─── Input data
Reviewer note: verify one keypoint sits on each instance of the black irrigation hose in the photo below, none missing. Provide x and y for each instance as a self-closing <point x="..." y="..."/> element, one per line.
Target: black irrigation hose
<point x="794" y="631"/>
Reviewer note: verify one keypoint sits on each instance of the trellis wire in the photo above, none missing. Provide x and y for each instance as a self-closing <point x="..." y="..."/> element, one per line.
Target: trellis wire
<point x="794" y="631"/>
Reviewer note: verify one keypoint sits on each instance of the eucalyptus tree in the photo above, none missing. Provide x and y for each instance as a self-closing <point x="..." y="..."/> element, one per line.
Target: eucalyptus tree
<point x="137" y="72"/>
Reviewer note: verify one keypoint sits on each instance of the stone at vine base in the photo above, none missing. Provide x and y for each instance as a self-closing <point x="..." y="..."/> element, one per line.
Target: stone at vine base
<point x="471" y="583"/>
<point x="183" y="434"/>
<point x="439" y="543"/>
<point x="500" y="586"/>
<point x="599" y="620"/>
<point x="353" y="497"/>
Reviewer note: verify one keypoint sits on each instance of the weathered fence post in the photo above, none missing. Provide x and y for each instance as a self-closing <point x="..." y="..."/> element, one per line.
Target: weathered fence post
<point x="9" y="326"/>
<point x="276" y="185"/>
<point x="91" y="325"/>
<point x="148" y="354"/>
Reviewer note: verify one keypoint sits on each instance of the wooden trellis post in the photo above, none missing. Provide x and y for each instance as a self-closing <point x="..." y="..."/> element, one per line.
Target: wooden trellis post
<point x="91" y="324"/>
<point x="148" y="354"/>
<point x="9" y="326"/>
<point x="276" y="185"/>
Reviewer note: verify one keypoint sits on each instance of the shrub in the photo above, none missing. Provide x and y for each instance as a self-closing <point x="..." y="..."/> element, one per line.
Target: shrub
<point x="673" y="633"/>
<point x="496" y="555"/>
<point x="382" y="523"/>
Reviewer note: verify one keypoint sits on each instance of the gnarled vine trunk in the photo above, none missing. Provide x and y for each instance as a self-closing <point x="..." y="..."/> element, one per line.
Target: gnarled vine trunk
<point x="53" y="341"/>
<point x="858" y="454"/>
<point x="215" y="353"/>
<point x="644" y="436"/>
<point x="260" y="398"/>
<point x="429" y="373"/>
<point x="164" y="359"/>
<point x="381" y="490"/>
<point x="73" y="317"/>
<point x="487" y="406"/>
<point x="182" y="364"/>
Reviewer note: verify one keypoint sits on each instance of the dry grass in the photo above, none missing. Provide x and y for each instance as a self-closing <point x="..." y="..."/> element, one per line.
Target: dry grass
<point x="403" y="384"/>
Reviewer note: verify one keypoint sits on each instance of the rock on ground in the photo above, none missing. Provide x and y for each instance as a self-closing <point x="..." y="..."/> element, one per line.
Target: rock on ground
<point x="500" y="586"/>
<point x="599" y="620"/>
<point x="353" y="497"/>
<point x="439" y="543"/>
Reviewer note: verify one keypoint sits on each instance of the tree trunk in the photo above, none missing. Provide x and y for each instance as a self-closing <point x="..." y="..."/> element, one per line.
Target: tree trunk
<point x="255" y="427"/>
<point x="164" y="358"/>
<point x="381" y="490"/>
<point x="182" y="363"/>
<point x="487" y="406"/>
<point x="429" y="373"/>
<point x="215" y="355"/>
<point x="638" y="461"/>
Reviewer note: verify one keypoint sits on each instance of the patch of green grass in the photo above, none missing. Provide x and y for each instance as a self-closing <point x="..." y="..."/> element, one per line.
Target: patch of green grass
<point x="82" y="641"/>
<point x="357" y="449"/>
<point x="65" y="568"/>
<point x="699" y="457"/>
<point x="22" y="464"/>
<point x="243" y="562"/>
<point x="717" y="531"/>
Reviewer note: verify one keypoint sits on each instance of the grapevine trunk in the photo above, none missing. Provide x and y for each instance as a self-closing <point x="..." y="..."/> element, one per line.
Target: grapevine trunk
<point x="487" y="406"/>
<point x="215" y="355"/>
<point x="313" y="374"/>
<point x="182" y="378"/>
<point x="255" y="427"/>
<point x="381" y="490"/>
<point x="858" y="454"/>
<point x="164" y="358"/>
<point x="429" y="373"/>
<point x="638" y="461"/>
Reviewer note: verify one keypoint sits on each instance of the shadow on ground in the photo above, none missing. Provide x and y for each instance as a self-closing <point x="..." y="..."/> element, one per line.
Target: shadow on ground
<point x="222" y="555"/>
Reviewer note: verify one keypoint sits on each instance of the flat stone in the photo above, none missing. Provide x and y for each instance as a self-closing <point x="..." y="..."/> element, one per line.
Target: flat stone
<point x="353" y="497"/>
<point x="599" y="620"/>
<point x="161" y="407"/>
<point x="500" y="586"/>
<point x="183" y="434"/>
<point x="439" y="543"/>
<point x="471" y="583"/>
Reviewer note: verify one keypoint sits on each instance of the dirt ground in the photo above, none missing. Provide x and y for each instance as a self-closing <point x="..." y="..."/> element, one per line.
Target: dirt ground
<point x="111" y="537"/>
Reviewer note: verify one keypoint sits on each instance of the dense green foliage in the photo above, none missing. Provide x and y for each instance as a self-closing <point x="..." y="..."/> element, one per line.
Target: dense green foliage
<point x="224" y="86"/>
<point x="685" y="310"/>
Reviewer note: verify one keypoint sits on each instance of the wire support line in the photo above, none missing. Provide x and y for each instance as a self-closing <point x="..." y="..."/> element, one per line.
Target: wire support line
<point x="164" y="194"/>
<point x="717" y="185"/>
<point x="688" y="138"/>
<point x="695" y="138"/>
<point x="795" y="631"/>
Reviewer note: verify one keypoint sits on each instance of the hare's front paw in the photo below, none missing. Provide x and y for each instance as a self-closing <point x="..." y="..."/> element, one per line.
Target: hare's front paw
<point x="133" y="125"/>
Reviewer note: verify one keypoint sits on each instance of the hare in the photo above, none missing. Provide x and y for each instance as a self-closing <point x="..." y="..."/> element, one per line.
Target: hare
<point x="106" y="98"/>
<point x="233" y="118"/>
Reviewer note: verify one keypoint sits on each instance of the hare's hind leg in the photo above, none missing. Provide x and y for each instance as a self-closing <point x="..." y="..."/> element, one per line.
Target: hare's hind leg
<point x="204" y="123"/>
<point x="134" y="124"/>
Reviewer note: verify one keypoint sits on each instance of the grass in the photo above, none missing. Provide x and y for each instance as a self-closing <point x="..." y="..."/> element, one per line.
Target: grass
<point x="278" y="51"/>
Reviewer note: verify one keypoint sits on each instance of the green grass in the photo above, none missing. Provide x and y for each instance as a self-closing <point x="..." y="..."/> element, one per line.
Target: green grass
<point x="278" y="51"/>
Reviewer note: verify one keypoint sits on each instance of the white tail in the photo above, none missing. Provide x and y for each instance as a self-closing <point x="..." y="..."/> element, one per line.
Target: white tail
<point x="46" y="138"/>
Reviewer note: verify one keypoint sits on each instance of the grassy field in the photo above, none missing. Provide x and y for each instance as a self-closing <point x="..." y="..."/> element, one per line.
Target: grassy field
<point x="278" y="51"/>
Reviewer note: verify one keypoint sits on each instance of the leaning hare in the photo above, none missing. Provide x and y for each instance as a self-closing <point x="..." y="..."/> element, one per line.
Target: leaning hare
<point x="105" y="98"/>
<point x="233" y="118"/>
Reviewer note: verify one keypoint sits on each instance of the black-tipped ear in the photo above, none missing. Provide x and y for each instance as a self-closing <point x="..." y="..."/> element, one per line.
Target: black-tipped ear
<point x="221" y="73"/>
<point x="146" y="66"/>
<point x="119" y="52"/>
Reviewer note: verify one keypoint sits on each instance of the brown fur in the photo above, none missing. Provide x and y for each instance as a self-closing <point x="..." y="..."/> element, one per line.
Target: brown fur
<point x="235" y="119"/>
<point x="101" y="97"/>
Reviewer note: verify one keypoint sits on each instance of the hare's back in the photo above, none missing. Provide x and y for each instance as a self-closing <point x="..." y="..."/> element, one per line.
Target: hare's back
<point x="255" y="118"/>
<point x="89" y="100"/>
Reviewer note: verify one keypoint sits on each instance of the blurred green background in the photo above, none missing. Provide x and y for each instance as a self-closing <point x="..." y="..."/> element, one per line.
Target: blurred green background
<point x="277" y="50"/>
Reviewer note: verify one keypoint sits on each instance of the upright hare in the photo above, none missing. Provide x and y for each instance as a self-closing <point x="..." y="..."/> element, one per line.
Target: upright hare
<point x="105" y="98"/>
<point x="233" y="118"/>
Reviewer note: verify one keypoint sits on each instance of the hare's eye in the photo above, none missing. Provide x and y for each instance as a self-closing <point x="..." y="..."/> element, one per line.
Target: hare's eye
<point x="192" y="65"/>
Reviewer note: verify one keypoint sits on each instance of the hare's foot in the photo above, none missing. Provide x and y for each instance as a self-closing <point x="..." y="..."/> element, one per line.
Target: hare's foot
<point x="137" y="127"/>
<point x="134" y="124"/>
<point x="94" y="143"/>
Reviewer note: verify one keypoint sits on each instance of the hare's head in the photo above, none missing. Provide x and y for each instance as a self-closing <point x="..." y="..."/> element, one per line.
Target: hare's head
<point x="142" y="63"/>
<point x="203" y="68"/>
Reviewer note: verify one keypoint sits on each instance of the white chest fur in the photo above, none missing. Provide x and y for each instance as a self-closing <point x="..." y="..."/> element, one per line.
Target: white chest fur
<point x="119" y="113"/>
──────
Look above for the line holding "Target: upright hare". Print it and every line after it, exactly, through the line holding "the hare's eye".

Target: upright hare
<point x="105" y="98"/>
<point x="233" y="118"/>
Reviewer note: verify one keypoint sits on each instance of the hare's eye in the photo above, none missing. Provide x and y for each instance as a self-closing <point x="..." y="..."/> element, one per line.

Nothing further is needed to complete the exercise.